## START Text shown

The Crew, The Mind, Magic Maze and now Sky Team, each wonderful games that want you to sit down and shut up (ha ha). The premise is simple. Land a passenger airplane without talking. Isn’t that just the best...
The Crew, The Mind, Magic Maze and now Sky Team, each wonderful games that want you to sit down and shut up (ha ha). The premise is simple. Land a passenger airplane without talking. Isn’t that just the best pitch? We’ve all dreamed of being a pilot. Sky Team says - you can do that, without the ridiculous complexity of Flight Simulator and none of the dangers of real planing. Here’s our review.
What follows is a transcript of our video.
Sky Team asks a very simple question: have you ever wanted to land a passenger aeroplane? To which of course the answer is:
Elaine: NO! I don’t know the first thing about planing, I don’t want that kind of responsibility.
Efka: Relax, you’re not piloting an actual aeroplane, just a pretend board game one with dice. Let me show you how it works.

## END Text shown
## START Given records

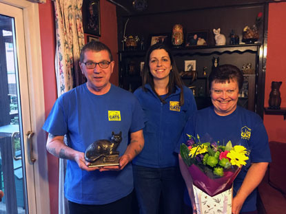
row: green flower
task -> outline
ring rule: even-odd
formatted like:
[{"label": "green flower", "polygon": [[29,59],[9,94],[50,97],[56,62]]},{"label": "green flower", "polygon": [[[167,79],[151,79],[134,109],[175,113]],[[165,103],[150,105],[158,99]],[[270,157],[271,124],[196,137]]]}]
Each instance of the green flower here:
[{"label": "green flower", "polygon": [[219,164],[221,167],[224,167],[224,168],[225,168],[225,169],[228,169],[228,168],[229,168],[229,167],[232,165],[232,164],[230,164],[229,160],[227,158],[222,158],[222,159],[219,161],[218,164]]},{"label": "green flower", "polygon": [[212,167],[214,167],[218,164],[218,158],[216,158],[214,156],[209,156],[207,160],[207,164]]},{"label": "green flower", "polygon": [[219,157],[219,154],[220,154],[221,153],[218,151],[217,151],[216,152],[216,153],[214,154],[214,158],[218,158],[218,157]]},{"label": "green flower", "polygon": [[209,158],[209,154],[206,153],[203,158],[203,164],[205,165],[207,164],[207,158]]},{"label": "green flower", "polygon": [[221,167],[215,167],[214,169],[214,174],[218,175],[218,176],[223,176],[223,169]]}]

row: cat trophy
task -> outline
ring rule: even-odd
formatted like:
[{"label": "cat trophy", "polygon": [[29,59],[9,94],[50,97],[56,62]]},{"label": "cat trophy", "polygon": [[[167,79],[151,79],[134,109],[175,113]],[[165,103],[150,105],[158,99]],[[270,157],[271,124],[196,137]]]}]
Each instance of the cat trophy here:
[{"label": "cat trophy", "polygon": [[112,131],[111,141],[98,140],[91,144],[85,152],[85,159],[90,164],[88,167],[119,165],[119,151],[116,151],[122,140],[122,132]]}]

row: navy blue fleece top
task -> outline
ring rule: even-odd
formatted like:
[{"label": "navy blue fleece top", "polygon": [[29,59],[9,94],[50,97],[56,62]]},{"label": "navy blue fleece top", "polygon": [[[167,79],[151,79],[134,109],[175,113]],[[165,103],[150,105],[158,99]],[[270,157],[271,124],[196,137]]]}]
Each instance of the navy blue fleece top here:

## END Given records

- [Task brief]
Continue the Sky Team review from its last line. The material has no connection to the Sky Team review.

- [Output for this exercise]
In Sky Team you and one other person will play as the pilot and co-pilot responsible for landing said aeroplane. You will do this by placing dice one at a time on this true to life accurate representation of a pilot’s dashboard.
There’s just one problem, just like in a real aeroplane, you’re not actually allowed to talk to each other. So that’s fun, but if that wasn’t enough, let me show you some other things you shouldn’t do.
Normally when we explain a board game, we like to start by telling you how you win, because that gives you context for what you’re trying to do. With Sky Team, I will instead be telling you how you lose.
This is the altitude track. It goes down by one at the end of every round.
If you haven’t reached the airport by the time it reaches zero - you crash and lose.
If you overshoot the airport at any point - you crash and lose.
If you don’t arrive at the airport before the last round - you crash and lose.
As you fly towards the airport, there will be other aeroplanes in the way. You and your co-pilot can shoot them down from the sky with this radio action. If you fly over any of them - you crash and lose.
Let’s say your aeroplane reaches the airport on the penultimate round. On the last round it needs to have a speed equal or lower to your brakes value. If it doesn’t – you crash and lose.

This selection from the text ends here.